REQUIREMENTS —
State how many lines of the listing below contain the string "spectator", giving only the number. Case counts.

[Entries for labeling bounding boxes]
** BEGIN **
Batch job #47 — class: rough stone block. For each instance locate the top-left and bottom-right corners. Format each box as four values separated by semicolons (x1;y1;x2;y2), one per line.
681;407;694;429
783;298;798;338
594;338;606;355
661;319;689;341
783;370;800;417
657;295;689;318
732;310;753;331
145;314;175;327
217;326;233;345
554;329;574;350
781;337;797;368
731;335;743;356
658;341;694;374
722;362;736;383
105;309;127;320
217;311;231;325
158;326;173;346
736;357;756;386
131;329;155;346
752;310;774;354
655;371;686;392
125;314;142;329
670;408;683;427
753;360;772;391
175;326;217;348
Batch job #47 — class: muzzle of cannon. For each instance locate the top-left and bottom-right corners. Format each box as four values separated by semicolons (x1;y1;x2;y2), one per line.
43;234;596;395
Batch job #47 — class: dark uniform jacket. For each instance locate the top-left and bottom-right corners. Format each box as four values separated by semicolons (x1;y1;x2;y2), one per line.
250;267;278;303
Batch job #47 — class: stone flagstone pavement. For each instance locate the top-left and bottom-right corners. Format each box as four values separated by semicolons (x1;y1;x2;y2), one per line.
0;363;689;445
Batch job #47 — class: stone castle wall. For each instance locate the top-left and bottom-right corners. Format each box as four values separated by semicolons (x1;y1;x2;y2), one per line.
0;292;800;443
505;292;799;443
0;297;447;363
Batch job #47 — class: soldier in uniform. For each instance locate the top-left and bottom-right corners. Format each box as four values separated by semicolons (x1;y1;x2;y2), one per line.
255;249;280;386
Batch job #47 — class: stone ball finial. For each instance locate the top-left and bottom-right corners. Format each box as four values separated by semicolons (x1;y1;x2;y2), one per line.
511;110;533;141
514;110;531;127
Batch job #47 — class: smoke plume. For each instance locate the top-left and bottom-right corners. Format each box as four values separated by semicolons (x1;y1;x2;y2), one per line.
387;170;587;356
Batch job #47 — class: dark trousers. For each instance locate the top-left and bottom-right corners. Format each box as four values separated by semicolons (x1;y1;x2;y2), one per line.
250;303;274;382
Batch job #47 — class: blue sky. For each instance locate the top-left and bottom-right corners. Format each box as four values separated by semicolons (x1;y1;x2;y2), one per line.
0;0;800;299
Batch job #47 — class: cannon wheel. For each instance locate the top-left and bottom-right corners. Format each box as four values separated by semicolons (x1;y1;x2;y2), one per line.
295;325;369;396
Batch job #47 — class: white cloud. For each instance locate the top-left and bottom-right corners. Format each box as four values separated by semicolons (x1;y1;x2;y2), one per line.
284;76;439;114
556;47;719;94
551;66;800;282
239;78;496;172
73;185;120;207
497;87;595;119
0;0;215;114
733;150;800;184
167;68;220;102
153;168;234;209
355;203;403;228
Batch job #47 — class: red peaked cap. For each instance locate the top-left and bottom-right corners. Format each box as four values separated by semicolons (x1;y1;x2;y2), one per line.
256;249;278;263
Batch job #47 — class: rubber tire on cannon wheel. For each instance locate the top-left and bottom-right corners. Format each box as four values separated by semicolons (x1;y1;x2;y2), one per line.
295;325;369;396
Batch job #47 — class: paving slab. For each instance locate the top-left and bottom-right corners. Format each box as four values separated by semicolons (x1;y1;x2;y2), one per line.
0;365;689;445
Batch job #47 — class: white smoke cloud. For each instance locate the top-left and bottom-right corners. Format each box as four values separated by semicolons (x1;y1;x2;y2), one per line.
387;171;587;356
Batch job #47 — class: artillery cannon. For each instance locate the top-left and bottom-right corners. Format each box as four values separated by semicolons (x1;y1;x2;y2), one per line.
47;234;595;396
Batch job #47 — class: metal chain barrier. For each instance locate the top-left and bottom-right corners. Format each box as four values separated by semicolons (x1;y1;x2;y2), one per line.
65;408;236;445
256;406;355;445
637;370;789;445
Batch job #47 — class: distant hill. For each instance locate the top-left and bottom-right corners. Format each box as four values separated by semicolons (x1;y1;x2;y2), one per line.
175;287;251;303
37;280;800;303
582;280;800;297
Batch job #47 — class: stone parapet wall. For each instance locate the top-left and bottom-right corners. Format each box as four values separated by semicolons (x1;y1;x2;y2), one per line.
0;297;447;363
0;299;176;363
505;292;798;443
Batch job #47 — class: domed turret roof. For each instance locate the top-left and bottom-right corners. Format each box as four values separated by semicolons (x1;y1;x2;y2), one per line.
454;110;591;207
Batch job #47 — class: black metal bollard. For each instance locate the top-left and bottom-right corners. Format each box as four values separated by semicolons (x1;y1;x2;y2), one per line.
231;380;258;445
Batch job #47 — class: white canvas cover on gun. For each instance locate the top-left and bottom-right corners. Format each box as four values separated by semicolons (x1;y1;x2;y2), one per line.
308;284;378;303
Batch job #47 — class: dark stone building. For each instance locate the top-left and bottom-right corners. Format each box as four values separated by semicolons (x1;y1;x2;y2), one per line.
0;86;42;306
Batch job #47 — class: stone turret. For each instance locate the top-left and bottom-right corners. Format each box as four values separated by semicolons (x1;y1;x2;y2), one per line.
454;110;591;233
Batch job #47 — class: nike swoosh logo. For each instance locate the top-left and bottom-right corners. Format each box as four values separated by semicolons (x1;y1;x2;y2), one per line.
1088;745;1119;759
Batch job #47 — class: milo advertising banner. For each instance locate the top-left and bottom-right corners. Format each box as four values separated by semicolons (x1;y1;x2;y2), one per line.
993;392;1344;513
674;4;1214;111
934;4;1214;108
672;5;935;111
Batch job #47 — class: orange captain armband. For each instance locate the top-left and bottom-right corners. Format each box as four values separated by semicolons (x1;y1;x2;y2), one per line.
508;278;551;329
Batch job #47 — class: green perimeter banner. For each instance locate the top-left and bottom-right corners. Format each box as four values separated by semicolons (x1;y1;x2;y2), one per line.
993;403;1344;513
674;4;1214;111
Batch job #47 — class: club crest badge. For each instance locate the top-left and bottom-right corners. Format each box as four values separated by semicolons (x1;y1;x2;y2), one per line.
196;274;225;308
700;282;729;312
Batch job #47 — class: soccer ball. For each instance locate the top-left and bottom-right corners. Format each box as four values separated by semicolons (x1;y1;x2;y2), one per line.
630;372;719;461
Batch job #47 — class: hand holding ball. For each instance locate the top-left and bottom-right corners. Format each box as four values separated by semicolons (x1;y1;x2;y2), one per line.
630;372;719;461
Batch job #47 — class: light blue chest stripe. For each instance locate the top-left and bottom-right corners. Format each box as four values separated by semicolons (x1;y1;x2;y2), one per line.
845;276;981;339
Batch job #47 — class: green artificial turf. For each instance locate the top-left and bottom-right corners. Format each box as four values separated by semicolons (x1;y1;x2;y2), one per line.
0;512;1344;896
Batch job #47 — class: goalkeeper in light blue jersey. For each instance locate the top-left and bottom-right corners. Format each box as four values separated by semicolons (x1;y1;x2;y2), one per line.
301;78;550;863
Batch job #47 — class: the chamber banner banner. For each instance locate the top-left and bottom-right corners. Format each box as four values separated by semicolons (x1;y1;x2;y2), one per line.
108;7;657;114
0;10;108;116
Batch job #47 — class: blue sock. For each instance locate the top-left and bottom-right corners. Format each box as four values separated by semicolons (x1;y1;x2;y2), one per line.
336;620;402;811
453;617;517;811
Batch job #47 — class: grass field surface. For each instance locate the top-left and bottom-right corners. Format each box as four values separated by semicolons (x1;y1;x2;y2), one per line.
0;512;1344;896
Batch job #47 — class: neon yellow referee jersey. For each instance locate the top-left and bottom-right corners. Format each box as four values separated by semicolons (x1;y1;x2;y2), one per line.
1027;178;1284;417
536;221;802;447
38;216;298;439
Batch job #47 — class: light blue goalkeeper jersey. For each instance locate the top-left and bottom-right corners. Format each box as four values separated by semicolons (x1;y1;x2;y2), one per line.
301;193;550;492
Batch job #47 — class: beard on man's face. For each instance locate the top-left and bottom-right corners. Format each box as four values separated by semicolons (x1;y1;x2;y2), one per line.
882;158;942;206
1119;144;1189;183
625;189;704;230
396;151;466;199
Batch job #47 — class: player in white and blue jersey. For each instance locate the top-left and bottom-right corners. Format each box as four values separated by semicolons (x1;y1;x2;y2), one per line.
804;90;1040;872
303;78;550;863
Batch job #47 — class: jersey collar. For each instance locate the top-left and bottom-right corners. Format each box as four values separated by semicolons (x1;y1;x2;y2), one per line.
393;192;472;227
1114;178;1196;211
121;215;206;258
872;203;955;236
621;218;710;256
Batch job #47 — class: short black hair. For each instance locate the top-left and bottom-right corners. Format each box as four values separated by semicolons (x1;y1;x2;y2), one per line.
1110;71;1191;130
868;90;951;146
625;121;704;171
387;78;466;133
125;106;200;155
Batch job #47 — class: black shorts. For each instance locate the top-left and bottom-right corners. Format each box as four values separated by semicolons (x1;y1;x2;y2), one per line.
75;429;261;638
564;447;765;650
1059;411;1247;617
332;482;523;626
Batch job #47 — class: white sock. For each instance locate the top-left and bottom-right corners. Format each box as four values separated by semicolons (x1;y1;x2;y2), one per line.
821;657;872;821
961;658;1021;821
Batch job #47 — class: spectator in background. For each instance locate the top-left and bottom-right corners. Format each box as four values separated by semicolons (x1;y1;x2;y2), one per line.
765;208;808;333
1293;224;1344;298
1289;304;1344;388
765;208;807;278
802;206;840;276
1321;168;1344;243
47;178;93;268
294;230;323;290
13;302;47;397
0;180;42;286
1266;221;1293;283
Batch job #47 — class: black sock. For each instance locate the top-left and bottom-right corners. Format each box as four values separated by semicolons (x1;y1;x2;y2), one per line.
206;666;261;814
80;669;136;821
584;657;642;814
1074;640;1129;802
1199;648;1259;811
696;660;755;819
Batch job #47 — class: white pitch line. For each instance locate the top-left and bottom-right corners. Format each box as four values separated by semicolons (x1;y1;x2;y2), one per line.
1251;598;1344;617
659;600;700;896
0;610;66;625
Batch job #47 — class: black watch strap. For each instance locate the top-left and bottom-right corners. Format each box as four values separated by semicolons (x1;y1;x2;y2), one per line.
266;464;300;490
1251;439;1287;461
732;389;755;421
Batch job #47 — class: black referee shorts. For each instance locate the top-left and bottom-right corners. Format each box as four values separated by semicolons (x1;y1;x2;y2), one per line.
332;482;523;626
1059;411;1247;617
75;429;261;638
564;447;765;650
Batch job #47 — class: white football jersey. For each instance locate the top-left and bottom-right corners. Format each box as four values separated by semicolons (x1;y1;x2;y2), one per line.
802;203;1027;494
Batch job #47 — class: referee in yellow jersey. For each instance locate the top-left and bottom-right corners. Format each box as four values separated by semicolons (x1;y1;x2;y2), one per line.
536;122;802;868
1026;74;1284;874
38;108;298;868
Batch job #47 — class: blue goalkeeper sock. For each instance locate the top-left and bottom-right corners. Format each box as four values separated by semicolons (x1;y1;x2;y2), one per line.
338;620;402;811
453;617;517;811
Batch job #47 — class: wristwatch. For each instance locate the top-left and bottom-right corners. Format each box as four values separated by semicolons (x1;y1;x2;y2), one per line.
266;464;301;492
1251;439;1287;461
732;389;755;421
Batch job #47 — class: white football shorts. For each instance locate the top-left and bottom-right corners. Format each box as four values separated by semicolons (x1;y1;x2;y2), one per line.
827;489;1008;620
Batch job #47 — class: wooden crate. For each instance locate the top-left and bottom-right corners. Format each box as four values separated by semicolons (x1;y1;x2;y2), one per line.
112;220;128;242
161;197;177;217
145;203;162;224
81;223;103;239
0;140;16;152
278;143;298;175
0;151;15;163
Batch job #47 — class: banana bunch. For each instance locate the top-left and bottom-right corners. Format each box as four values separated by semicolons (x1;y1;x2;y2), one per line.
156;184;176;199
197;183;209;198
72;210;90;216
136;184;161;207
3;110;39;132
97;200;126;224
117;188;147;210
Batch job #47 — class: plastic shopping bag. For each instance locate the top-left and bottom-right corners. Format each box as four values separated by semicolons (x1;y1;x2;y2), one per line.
** END **
RESULT FOR THIS TASK —
1